Bien me prend, au sortir de l’Espagne, et avant de m’engager dans d’autres contrées où je pourrais m’oublier, de me souvenir que j’ai à parler de quelques poètes, et qu’il est temps de les introduire devant le lecteur. Je voudrais avoir un gentil page pour les annoncer gracieusement et faire sonner leur nom harmonieux. Je n’ai pas de page et j’annonce moi-même M. Hippolyte Morvonnais. Poète par le cœur, habitué aux longues rêveries, plein de Wordsworth, M. Morvonnais est un lackiste breton. Après un premier recueil, la Thébaïde des Grèves, M. Morvonnais vient d’en publier un second, les Larmes de Madeleine La poésie de M. Morvonnais est une sorte d’idylle chrétienne qui a pris sa source dans Jocelyn. Ce n’est certes pas l’élévation de la pensée qui manque à l’auteur des Larmes de Madeleine, et si chez lui l’art répondait toujours au sentiment, son poème ne serait pas à beaucoup près aussi défectueux. D’abord la création principale serait plus heureuse, car cette pécheresse du grand monde, cette Madeleine qui habite des appartemens dorés et que le paysan breton rencontre dans une église de Paris, le soir, pour qu’aussitôt, sans le connaître, à la première ou à la seconde vue, elle lui confie les secrets de son cœur, les mystères de ses larmes ; cette grande dame n’est pas assez dans la réalité pour être touchante. J’aime mieux Marie de M. Brizeux et aussi Georgine de M. Morvonnais, quoique de Georgine à Marie il y ait encore plus loin que d’un bout du pont Kerlo à l’autre bout.

> _Données enregistrées_
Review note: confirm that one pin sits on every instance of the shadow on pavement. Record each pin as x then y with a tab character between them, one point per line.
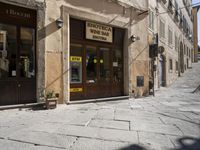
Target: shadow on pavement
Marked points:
188	143
133	147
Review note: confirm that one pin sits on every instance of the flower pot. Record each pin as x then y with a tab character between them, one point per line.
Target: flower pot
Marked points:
51	103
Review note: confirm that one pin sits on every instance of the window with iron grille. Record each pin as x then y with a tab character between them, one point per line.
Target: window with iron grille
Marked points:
176	43
170	37
162	29
151	19
170	65
176	65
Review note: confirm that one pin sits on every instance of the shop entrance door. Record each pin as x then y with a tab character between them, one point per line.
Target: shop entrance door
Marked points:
95	72
17	65
98	72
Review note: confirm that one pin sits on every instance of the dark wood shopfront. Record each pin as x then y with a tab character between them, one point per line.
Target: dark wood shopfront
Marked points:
96	67
17	55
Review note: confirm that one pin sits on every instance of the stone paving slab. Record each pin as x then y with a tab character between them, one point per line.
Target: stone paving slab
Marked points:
14	145
99	133
105	114
112	124
155	141
43	139
156	128
93	144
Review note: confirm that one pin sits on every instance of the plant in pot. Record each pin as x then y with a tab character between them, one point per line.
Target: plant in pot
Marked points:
51	100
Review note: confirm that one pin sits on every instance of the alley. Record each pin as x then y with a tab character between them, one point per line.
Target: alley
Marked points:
170	120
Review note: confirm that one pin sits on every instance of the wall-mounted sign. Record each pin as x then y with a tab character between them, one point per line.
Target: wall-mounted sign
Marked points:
17	15
99	32
76	89
75	59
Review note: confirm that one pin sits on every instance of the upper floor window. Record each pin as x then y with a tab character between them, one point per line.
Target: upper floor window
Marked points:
170	65
170	37
151	19
162	29
176	43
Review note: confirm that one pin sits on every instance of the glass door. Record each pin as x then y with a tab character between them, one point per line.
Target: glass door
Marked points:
76	72
8	59
26	65
17	65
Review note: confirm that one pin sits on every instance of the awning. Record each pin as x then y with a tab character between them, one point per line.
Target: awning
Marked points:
138	4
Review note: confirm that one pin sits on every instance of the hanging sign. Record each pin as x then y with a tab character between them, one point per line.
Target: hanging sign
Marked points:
76	89
99	32
75	59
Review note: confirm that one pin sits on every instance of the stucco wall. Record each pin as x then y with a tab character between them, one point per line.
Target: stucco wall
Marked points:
170	51
112	14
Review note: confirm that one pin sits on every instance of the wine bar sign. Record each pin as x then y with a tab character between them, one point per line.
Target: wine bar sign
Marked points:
98	32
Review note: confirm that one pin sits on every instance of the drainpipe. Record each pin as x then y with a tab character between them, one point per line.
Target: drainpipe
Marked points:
179	56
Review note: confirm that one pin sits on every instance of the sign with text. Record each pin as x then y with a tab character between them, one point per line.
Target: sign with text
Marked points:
98	32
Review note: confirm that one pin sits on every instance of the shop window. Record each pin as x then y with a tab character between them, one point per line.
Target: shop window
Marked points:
170	65
118	37
176	65
170	37
162	29
8	46
76	63
176	43
104	64
76	29
151	19
27	53
91	64
117	66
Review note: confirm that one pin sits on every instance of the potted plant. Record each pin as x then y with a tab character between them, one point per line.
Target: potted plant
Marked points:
51	100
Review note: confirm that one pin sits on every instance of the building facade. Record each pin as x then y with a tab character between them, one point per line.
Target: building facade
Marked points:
80	50
91	49
195	29
171	20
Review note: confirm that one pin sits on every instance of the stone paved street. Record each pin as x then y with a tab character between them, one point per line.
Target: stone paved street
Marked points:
170	120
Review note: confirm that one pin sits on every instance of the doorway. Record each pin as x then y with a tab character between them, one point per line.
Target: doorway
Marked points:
96	71
17	65
162	72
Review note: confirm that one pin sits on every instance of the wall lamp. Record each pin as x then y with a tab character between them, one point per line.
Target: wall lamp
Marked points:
59	23
134	38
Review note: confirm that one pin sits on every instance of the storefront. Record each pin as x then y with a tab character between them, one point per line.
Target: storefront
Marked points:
96	60
17	55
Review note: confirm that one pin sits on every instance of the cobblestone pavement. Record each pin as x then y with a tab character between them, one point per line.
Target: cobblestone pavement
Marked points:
170	120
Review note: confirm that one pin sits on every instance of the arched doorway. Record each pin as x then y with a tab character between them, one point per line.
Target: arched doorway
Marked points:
162	70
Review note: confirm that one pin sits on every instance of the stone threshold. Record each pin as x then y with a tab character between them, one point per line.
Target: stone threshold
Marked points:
98	100
19	106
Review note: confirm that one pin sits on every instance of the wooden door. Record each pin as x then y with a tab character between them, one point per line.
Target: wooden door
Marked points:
17	65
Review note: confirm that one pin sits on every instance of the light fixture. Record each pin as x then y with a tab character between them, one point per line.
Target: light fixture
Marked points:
134	38
59	23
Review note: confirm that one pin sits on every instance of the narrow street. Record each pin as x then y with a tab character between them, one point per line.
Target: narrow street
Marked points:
170	120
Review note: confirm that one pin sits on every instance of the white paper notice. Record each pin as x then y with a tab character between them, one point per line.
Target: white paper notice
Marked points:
13	73
115	64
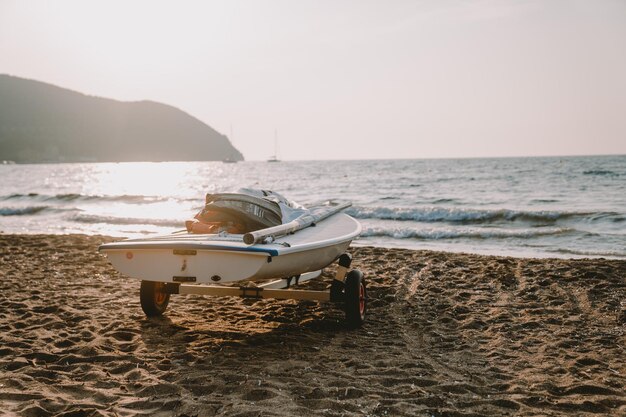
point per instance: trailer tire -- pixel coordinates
(355, 299)
(154, 298)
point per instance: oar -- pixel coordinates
(302, 222)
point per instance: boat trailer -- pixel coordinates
(348, 288)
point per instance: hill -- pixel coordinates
(41, 122)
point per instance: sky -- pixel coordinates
(343, 79)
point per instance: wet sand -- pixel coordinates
(447, 335)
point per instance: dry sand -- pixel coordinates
(447, 335)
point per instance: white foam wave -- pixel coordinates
(472, 233)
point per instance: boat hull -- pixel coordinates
(211, 259)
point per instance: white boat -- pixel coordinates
(290, 253)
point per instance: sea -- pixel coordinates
(566, 207)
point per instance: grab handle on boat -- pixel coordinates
(300, 223)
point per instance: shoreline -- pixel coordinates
(447, 334)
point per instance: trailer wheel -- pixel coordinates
(154, 298)
(355, 299)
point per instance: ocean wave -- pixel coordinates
(21, 211)
(476, 233)
(463, 216)
(608, 253)
(134, 199)
(93, 219)
(602, 172)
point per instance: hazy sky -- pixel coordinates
(347, 79)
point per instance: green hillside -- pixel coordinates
(40, 122)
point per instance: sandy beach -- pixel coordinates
(447, 335)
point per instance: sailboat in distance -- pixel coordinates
(274, 158)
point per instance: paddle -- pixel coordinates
(268, 235)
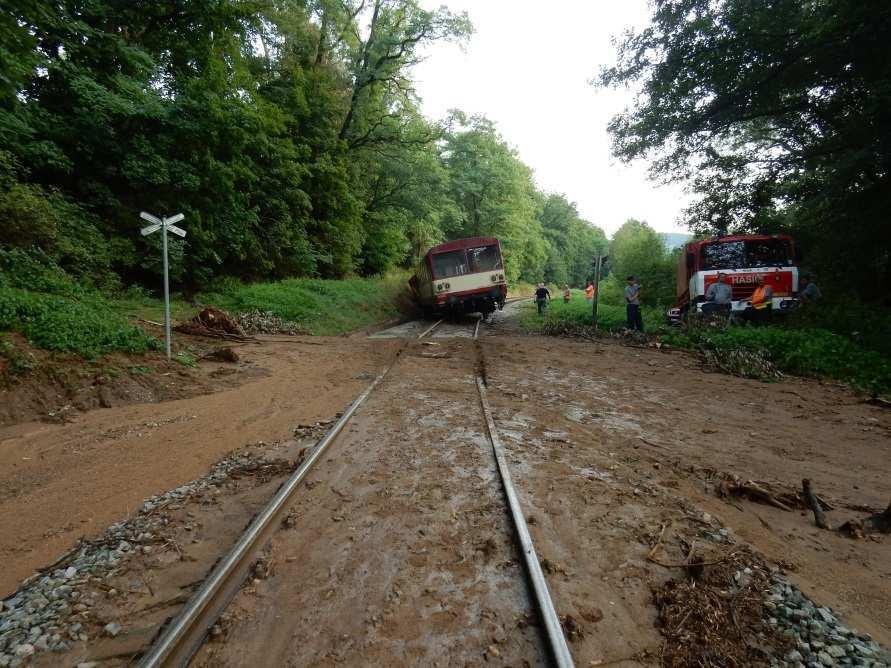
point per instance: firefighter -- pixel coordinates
(542, 297)
(762, 302)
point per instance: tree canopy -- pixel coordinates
(777, 114)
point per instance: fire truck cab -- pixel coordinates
(742, 259)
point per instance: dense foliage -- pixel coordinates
(287, 131)
(38, 300)
(636, 250)
(779, 115)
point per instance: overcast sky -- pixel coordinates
(527, 67)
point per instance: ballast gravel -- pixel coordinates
(820, 638)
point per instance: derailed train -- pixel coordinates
(461, 276)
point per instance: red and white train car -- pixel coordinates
(461, 276)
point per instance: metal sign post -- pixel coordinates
(165, 225)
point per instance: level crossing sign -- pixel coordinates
(165, 225)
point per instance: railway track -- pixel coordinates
(185, 634)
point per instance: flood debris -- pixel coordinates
(716, 618)
(223, 355)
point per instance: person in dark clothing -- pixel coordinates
(632, 305)
(542, 297)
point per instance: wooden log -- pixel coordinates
(814, 504)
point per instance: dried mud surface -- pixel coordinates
(62, 481)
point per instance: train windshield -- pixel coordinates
(745, 254)
(448, 264)
(484, 258)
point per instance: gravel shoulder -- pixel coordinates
(59, 482)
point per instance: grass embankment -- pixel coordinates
(53, 312)
(797, 346)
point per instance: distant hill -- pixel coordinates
(673, 240)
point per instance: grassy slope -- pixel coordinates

> _Consigne_
Poursuivez le texte critique sur la poésie de M. Morvonnais en reprenant après sa dernière phrase.

> _Réponse rédigée_
Le poème de M. Morvonnais est coupé à chaque instant de longs épisodes sous lesquels l’action principale disparaît. J’avoue que je ne comprends pas pourquoi M. Morvonnais a jugé à propos d’enclaver ses églogues dans un cadre dramatique ; elles n’y gagnent pas, et le poète a le désavantage d’avoir créé un drame qui n’est pas intéressant. Un autre reproche qu’il faut adresser à M. Morvonnais, et qui est plus sérieux, parce qu’il s’agit d’un défaut qui étouffe toutes les bonnes qualités, c’est de se livrer à une abondance de détails qui est presque toujours de la diffusion. Rêvez, poète, rêvez long-temps sous vos forêts touffues, au bord de vos étangs mélancoliques : qu’un rien remplisse vos heures, si tel est votre bon plaisir, vous êtes le maître ici et personne n’a le droit de vous demander raison de vos caprices ; mais quand vous écrirez, souvenez-vous que vous ne devez donner au lecteur qu’un choix de vos rêveries, la meilleure part de vos sensations, que vous devez, en un mot, faire de l’or avec de la petite monnaie.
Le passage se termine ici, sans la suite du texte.